--- begin ---

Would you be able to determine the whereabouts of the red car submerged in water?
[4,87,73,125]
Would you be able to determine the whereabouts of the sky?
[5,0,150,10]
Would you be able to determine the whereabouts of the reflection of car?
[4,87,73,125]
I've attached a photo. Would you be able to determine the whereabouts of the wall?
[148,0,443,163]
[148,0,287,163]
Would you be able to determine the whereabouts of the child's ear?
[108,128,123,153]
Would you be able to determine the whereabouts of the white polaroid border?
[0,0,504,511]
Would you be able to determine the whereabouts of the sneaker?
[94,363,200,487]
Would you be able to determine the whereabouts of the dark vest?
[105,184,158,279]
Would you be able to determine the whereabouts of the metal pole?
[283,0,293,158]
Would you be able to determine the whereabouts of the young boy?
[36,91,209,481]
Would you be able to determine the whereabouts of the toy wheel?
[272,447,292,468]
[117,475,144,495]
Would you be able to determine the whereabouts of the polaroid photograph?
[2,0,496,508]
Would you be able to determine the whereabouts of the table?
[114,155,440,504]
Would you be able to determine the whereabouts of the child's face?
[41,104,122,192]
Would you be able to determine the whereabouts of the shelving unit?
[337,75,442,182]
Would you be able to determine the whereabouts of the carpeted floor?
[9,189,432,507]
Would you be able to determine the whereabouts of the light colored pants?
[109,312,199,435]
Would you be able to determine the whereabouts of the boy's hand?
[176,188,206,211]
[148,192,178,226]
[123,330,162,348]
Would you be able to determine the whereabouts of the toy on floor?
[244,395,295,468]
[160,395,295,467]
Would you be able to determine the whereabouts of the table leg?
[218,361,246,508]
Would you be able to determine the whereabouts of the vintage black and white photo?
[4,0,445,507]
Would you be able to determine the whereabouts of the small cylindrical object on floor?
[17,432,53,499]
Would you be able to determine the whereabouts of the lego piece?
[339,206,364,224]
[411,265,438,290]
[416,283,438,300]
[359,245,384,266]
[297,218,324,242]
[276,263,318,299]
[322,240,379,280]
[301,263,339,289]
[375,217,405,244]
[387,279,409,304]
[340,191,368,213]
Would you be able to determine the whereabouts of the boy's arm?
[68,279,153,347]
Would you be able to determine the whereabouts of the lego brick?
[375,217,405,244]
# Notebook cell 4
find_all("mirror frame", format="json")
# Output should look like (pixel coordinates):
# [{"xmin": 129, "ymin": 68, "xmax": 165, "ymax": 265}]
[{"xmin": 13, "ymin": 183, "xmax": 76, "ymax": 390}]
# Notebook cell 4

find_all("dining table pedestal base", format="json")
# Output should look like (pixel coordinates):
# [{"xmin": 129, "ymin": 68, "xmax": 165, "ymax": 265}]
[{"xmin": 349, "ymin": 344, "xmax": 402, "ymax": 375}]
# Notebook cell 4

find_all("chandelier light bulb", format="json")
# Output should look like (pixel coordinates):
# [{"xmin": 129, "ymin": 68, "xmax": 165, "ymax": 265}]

--- end ---

**Instruction:** Using the listing above, please repeat every entry exactly.

**Result below:**
Would you be able to determine the whereabouts of the red car submerged in water?
[4,87,73,125]
Would you be able to determine the whereabouts of the sky?
[5,0,150,10]
Would you be able to determine the whereabouts of the reflection of car?
[4,87,73,125]
I've attached a photo. Would you be able to determine the whereabouts of the wall?
[148,0,443,163]
[148,0,287,163]
Would you be able to determine the whereabouts of the child's ear?
[108,128,123,153]
Would you be able to determine the whereabouts of the white polaroid border?
[0,0,504,511]
Would you be able to determine the whereabouts of the sneaker?
[94,363,200,487]
Would you be able to determine the whereabouts of the dark vest?
[105,184,158,279]
Would you be able to determine the whereabouts of the metal pole?
[283,0,293,158]
Would you be able to determine the whereabouts of the young boy?
[36,91,209,481]
Would you be able to determine the whereabouts of the toy wheel?
[272,447,292,468]
[117,475,144,495]
Would you be able to determine the whereabouts of the polaroid photograph?
[2,0,496,508]
Would you be able to determine the whereabouts of the table?
[114,155,440,504]
Would you be able to determine the whereabouts of the child's face?
[41,104,122,192]
Would you be able to determine the whereabouts of the shelving unit?
[337,75,442,182]
Would you be able to determine the whereabouts of the carpeted floor?
[9,189,432,507]
Would you be able to determine the whereabouts of the light colored pants?
[109,312,199,435]
Would you be able to determine the whereabouts of the boy's hand?
[176,188,206,211]
[148,192,178,226]
[123,330,162,348]
Would you be able to determine the whereabouts of the toy on floor?
[244,395,295,468]
[160,395,295,467]
Would you be able to determine the whereabouts of the table leg?
[218,361,246,508]
Would you be able to determine the whereabouts of the vintage black and white photo?
[4,0,445,507]
Would you be able to determine the whereabouts of the small cylindrical object on floor?
[17,432,53,499]
Would you be able to determine the whereabouts of the lego piece?
[339,206,364,224]
[411,265,438,290]
[416,283,438,300]
[359,245,384,266]
[297,218,324,242]
[276,263,318,299]
[322,240,379,280]
[301,263,339,289]
[375,217,405,244]
[387,279,409,304]
[340,191,368,213]
Would you be able to determine the whereabouts of the boy's arm?
[68,279,153,347]
Would you be able to determine the whereabouts of the lego brick?
[375,217,405,244]
# Notebook cell 4
find_all("mirror frame", format="json")
# Output should look like (pixel coordinates):
# [{"xmin": 129, "ymin": 68, "xmax": 165, "ymax": 265}]
[{"xmin": 13, "ymin": 183, "xmax": 76, "ymax": 390}]
# Notebook cell 4

find_all("dining table pedestal base", format="json")
# Output should look like (pixel coordinates):
# [{"xmin": 129, "ymin": 68, "xmax": 165, "ymax": 265}]
[{"xmin": 349, "ymin": 344, "xmax": 402, "ymax": 375}]
# Notebook cell 4

find_all("chandelier light bulb", format="json")
# Output should look like (pixel coordinates):
# [{"xmin": 129, "ymin": 68, "xmax": 165, "ymax": 265}]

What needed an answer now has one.